++++ EXCERPTED DATA
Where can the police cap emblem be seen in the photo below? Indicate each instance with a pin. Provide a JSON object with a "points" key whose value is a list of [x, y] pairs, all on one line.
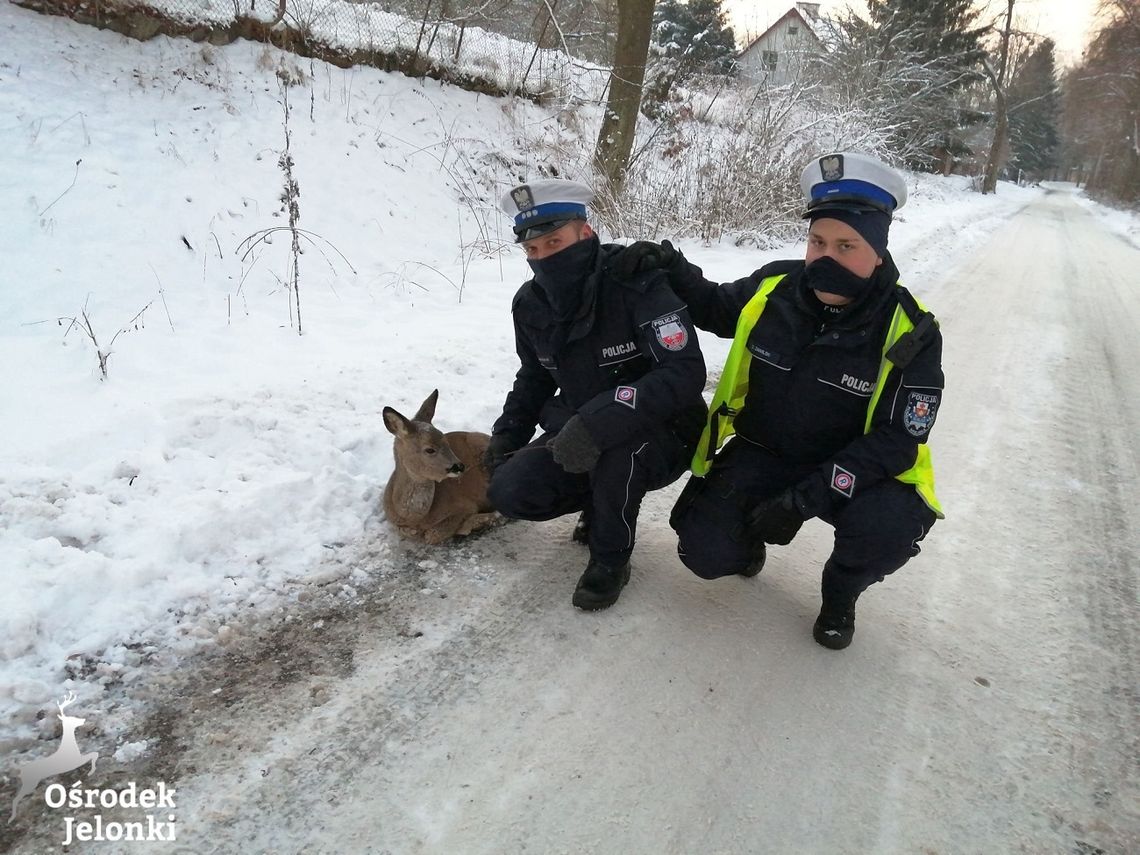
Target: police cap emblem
{"points": [[831, 167], [522, 197]]}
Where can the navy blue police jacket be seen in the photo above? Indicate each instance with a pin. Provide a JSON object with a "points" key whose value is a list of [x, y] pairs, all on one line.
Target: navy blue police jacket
{"points": [[812, 375], [628, 364]]}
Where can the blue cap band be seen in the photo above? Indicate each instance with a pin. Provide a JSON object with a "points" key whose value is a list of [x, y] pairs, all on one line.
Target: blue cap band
{"points": [[551, 211], [853, 187]]}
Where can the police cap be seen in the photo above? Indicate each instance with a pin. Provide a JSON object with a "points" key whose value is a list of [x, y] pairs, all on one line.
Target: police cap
{"points": [[545, 205], [852, 181]]}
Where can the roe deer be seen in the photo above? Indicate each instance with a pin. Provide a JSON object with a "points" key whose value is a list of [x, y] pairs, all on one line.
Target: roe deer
{"points": [[65, 758], [439, 486]]}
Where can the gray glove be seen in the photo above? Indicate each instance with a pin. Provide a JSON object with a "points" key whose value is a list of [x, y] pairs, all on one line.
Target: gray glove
{"points": [[573, 448], [644, 255], [498, 449]]}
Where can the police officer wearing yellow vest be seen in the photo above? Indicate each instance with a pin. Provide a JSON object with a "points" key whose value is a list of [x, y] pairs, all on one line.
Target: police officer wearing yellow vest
{"points": [[830, 390], [610, 369]]}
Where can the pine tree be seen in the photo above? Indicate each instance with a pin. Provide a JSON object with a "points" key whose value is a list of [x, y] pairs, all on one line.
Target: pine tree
{"points": [[695, 32], [937, 43]]}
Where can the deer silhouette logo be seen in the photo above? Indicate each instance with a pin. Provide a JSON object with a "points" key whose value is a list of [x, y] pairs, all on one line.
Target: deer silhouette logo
{"points": [[65, 758]]}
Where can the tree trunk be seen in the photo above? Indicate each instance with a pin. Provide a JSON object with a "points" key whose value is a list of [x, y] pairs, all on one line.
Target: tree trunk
{"points": [[996, 157], [616, 138]]}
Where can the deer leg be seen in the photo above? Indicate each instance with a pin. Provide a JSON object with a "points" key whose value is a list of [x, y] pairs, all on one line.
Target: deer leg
{"points": [[478, 522]]}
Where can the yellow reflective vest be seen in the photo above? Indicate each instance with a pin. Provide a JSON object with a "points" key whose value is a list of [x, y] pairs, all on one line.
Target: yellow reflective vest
{"points": [[732, 389]]}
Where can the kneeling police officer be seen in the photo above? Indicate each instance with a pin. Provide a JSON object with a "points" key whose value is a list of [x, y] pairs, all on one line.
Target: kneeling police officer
{"points": [[610, 369], [830, 391]]}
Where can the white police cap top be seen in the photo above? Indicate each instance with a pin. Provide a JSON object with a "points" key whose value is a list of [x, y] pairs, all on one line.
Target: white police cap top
{"points": [[852, 181], [544, 202]]}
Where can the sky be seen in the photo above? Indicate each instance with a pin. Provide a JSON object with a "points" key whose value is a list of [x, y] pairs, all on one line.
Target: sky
{"points": [[1066, 22], [227, 469]]}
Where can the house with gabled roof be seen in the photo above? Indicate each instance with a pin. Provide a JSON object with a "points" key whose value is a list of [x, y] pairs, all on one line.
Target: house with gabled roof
{"points": [[779, 55]]}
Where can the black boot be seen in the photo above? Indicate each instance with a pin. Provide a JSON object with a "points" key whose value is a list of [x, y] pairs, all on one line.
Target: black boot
{"points": [[600, 586], [836, 625], [759, 554], [581, 528]]}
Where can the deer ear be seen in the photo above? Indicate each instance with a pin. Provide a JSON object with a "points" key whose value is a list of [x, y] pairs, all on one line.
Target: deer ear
{"points": [[426, 410], [396, 423]]}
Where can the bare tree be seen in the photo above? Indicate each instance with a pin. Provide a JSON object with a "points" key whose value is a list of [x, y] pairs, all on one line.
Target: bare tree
{"points": [[616, 138], [999, 79]]}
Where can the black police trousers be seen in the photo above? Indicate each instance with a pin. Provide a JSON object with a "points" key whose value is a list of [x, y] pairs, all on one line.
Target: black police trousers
{"points": [[877, 531], [531, 486]]}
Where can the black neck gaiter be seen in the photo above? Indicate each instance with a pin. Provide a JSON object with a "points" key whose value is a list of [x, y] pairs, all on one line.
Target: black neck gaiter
{"points": [[831, 277], [562, 276]]}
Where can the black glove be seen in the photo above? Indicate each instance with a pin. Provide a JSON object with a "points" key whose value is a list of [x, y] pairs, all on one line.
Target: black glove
{"points": [[498, 449], [573, 448], [775, 520], [643, 255]]}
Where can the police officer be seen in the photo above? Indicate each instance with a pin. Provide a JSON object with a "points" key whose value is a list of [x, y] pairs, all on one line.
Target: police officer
{"points": [[610, 371], [831, 388]]}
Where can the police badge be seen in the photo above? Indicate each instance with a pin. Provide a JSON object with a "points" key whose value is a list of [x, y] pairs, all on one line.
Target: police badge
{"points": [[831, 167], [669, 332], [920, 412], [522, 197]]}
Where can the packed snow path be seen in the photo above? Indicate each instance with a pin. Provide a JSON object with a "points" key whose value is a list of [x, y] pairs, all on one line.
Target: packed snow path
{"points": [[987, 703]]}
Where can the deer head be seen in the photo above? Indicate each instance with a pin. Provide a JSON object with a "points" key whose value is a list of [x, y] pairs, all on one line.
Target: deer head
{"points": [[421, 449], [70, 699]]}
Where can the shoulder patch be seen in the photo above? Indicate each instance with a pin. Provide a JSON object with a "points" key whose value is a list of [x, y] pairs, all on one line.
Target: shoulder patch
{"points": [[627, 396], [670, 333], [843, 481], [920, 413]]}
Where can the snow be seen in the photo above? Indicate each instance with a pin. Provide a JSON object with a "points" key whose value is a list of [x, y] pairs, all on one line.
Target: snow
{"points": [[228, 470]]}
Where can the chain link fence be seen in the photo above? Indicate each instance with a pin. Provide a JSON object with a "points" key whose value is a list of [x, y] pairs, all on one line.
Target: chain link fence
{"points": [[502, 47]]}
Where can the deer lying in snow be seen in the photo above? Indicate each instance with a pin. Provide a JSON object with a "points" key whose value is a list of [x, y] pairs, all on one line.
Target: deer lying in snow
{"points": [[439, 486]]}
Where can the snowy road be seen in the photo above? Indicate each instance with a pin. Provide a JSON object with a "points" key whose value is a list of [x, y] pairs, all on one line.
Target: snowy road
{"points": [[987, 705]]}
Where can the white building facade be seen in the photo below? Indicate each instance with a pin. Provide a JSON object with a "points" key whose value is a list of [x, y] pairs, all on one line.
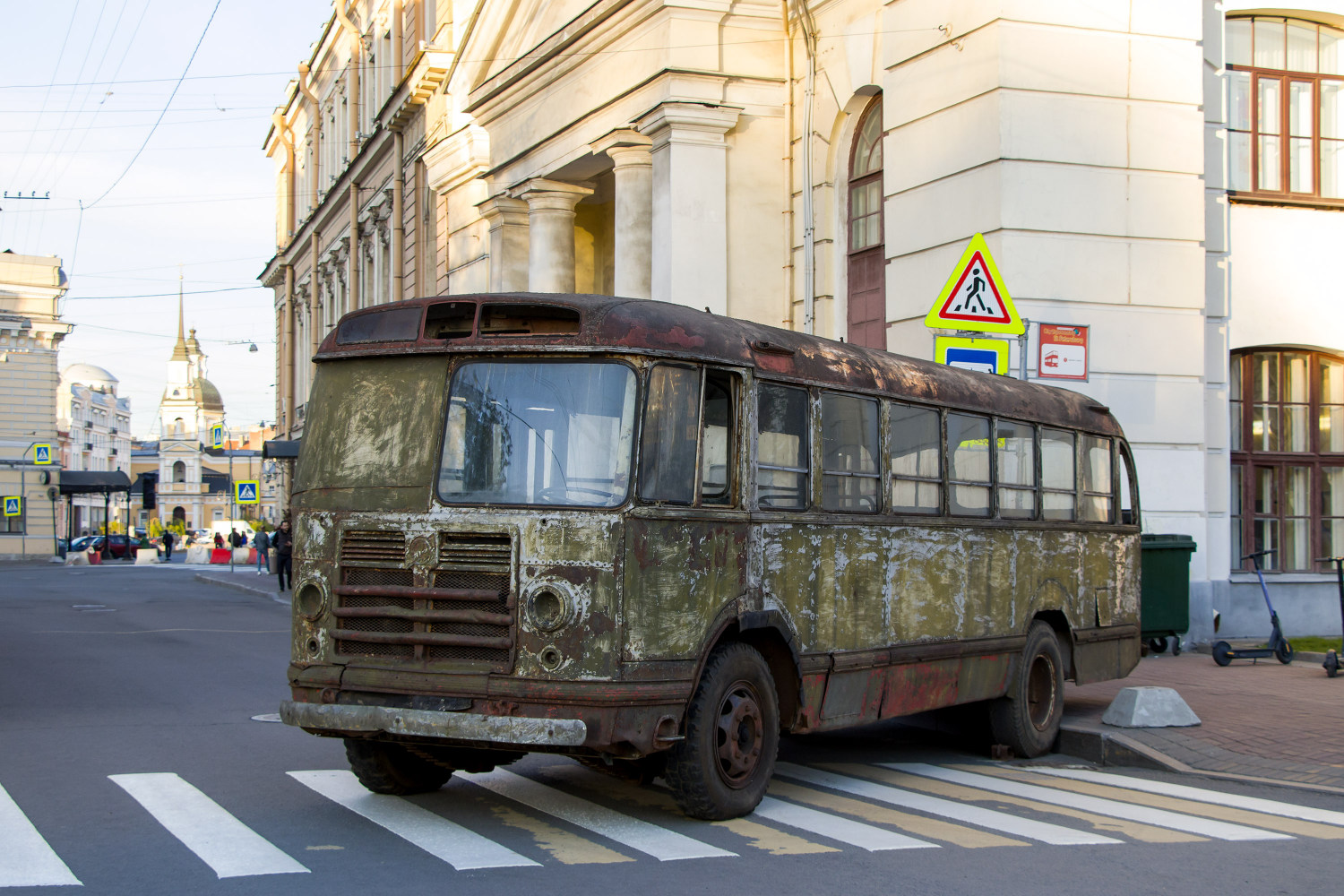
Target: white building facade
{"points": [[1153, 169]]}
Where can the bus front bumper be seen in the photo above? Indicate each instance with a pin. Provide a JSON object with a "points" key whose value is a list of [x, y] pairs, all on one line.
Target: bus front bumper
{"points": [[425, 723]]}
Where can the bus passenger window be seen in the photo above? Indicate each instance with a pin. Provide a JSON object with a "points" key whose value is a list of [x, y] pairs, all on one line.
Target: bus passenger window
{"points": [[717, 450], [916, 460], [1097, 485], [968, 463], [671, 433], [1016, 452], [782, 450], [849, 452], [1056, 474]]}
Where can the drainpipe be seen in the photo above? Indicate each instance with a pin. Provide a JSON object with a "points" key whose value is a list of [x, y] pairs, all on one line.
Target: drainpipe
++++++++
- [EXERCISE OBJECTIVE] From the line that contains "Where can the bus passenger" down to the last line of the listing above, repeat each line exactly, and include nothing else.

- [PROBLEM SOLUTION]
Where can the bus passenger window be seen in the photo above? Indicate each instance with a pin. Provide a JSON object with a "points" key whose value is a list of [x, y] pairs, all on one line.
Target: bus passenger window
{"points": [[717, 450], [916, 460], [1097, 485], [968, 463], [671, 433], [1016, 452], [782, 450], [849, 452], [1056, 474]]}
Where can the drainpipe be seen in the photo above? Indicate each instance with a pin. Provide a JSON object with a "points" key whose value is a list of [x, y] pairs, all on one line.
Target: drainpipe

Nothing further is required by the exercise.